» Textausschnitt:
┄┄┄┄┄┄┄┄┄┄

Haslital
Klettern rund um Meiringen
Im Dreieck Brünig-Hasliberg-Meiringen stehen unzählige «Flüö», die wie geschaffen für den Klettersport sind. Der quergebänderte Fels mit seinen unverschämt griffigen Strukturen erlaubt es, auch überhängende Passagen in meist moderaten Schwierigkeiten zu überwinden.
In den letzten Jahren wurden einige dieser Klettermöglichkeiten umfassend saniert und benutzerfreundlich abgesichert. Geblieben ist die Zurückhaltung der einheimischen Protagonisten bezüglich Veröffentlichungen und Herausgabe von Topos.
Diesem Umstand zolle ich Respekt: Deshalb werde ich an dieser Stelle keine Details über Zugang, Lage und die Namen der entsprechenden «Flüö» nennen. Zu dritt reisten wir durch das liebliche Obwalden in Richtung Brünig.
Für meinen Bruder Kurt und mich sollte mit dem heutigen Ziel verlockendes Neuland zu entdecken sein. Beat kannte diesen Klettergarten bereits von zwei vorhergehenden Besuchen. Auf verschlungenen Pfaden führte uns der Insider an den Wandfuss, wo funkelnde Bohrhakenlaschen verheissungsvoll die verschiedenen Möglichkeiten aufzeigten.
Wir starteten gemächlich mit einer griffigen 6a+-Linie, die rund 30 Meter gegen den Himmel hochführte. Es war der perfekte Einstieg in einen genussvollen Klettertag. Zu dritt in einem Klettergarten unterwegs zu sein ist zwar zweitraubender als im Doppel. Dafür erhält man immer wieder eine willkommene Pause, in der man neue Linie auskundschaften oder seine Kollegen fotografieren kann.
Für uns passte es an diesem Tag ausgezeichnet. Nach vier wirklich lohnenden und langen Routen wechselten wir wegen der intensiver werdenden Sonneneinstrahlung den Sektor und pilgerten dem Wandfuss entlang gegen Osten. Hier lagen die Einstiege in einem dichten Buchenwald, der angenehmen Schatten spendete. Dies wussten natürlich auch Sue und Lorenz Wenger, die dort bereits aktiv am Werk waren. Das unermüdliche Kletterpaar hat über Jahrzehnte grossartige Erschliessungsarbeit rund um Meiringen geleistet und ist heute noch – mit Jahrgang 1948 – sehr oft an den heimischen Felsen unterwegs. Die sehr nette Begegnung freute uns echt. Dank den wohlwollenden Tipps von Lorenz kamen wir auch in den Genuss der besten Linien in diesem erst kürzlich sanierten Sektor.

┄┄┄┄┄┄┄┄┄┄

» Zu erledigen:
1) Zieh aus dem Text über das Klettern bei Meiringen die Stelle heraus, die mit den Worten „In den letzten“ beginnt und mit „in Richtung Brünig.“ aufhört, und gib sie Wort für Wort wieder.
2) Bring aus den Einträgen nur den Abschnitt von der Zeile mit „Pick out each instance of the dog's paw“ bis einschließlich der Zeile mit „x=531 y=292“ in eine nummerierte Liste und lass dabei Leerzeilen weg.
Der Text über das Klettern bei Meiringen hat mit den Einträgen nichts zu tun.

┄┄┄┄┄┄┄┄┄┄

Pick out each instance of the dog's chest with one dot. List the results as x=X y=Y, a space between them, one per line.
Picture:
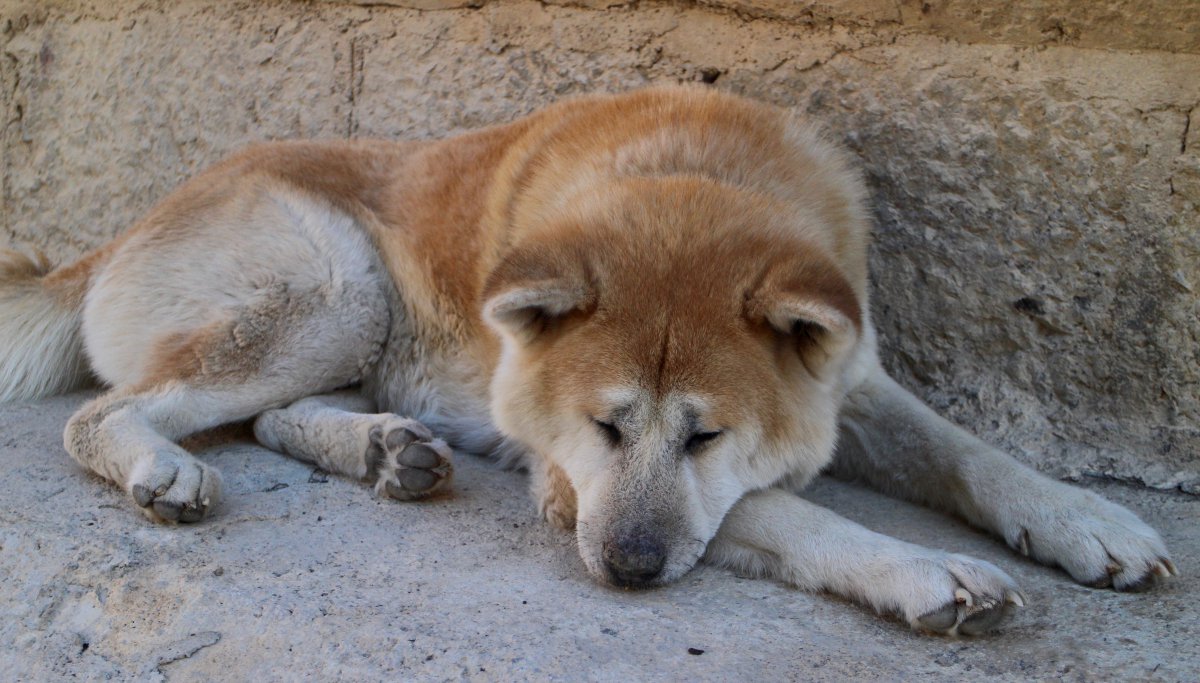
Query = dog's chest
x=437 y=384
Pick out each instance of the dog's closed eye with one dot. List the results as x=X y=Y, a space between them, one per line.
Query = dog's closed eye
x=610 y=431
x=697 y=441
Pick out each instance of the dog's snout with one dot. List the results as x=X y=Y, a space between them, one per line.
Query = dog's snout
x=634 y=559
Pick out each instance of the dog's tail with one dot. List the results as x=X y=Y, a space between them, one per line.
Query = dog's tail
x=41 y=346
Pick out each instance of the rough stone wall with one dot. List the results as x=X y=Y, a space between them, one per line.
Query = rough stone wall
x=1035 y=171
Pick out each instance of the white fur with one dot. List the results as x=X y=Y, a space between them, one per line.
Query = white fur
x=39 y=334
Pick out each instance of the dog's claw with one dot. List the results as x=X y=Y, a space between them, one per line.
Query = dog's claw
x=407 y=461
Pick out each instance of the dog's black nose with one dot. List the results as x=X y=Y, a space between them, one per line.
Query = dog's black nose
x=634 y=559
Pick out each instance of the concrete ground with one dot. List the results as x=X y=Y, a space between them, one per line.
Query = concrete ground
x=299 y=574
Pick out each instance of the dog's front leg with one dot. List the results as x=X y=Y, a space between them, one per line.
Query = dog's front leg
x=777 y=534
x=341 y=433
x=899 y=445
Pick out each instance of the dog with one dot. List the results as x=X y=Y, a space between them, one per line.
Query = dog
x=658 y=301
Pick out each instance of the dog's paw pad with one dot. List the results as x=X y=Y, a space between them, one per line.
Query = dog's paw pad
x=408 y=462
x=175 y=487
x=975 y=597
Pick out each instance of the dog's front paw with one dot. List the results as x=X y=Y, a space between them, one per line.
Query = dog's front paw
x=173 y=486
x=1098 y=543
x=555 y=496
x=407 y=461
x=949 y=594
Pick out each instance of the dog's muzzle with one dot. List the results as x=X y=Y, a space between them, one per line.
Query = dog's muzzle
x=634 y=559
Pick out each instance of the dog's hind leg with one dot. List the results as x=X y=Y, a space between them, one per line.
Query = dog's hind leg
x=898 y=444
x=280 y=346
x=341 y=433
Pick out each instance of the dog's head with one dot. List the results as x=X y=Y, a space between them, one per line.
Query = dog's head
x=671 y=345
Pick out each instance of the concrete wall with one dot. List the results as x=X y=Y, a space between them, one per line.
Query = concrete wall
x=1035 y=171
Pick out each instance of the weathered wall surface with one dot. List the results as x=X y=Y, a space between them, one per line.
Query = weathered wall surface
x=1035 y=172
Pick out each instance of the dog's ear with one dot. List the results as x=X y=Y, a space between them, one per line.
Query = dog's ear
x=811 y=309
x=531 y=292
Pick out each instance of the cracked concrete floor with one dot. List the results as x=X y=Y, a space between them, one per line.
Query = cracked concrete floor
x=304 y=575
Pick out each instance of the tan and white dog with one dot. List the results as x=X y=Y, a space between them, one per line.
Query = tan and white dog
x=659 y=300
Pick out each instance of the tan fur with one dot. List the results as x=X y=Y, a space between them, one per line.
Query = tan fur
x=658 y=299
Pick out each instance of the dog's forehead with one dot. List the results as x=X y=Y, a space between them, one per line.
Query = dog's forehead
x=636 y=405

┄┄┄┄┄┄┄┄┄┄

» Die Ergebnisse:
1)
In den letzten Jahren wurden einige dieser Klettermöglichkeiten umfassend saniert und benutzerfreundlich abgesichert. Geblieben ist die Zurückhaltung der einheimischen Protagonisten bezüglich Veröffentlichungen und Herausgabe von Topos.
Diesem Umstand zolle ich Respekt: Deshalb werde ich an dieser Stelle keine Details über Zugang, Lage und die Namen der entsprechenden «Flüö» nennen. Zu dritt reisten wir durch das liebliche Obwalden in Richtung Brünig.

2)
1. Pick out each instance of the dog's paw pad with one dot. List the results as x=X y=Y, a space between them, one per line.
2. Query = dog's paw pad
3. x=408 y=462
4. x=175 y=487
5. x=975 y=597
6. Pick out each instance of the dog's front paw with one dot. List the results as x=X y=Y, a space between them, one per line.
7. Query = dog's front paw
8. x=173 y=486
9. x=1098 y=543
10. x=555 y=496
11. x=407 y=461
12. x=949 y=594
13. Pick out each instance of the dog's muzzle with one dot. List the results as x=X y=Y, a space between them, one per line.
14. Query = dog's muzzle
15. x=634 y=559
16. Pick out each instance of the dog's hind leg with one dot. List the results as x=X y=Y, a space between them, one per line.
17. Query = dog's hind leg
18. x=898 y=444
19. x=280 y=346
20. x=341 y=433
21. Pick out each instance of the dog's head with one dot. List the results as x=X y=Y, a space between them, one per line.
22. Query = dog's head
23. x=671 y=345
24. Pick out each instance of the concrete wall with one dot. List the results as x=X y=Y, a space between them, one per line.
25. Query = concrete wall
26. x=1035 y=171
27. Pick out each instance of the weathered wall surface with one dot. List the results as x=X y=Y, a space between them, one per line.
28. Query = weathered wall surface
29. x=1035 y=172
30. Pick out each instance of the dog's ear with one dot. List the results as x=X y=Y, a space between them, one per line.
31. Query = dog's ear
32. x=811 y=309
33. x=531 y=292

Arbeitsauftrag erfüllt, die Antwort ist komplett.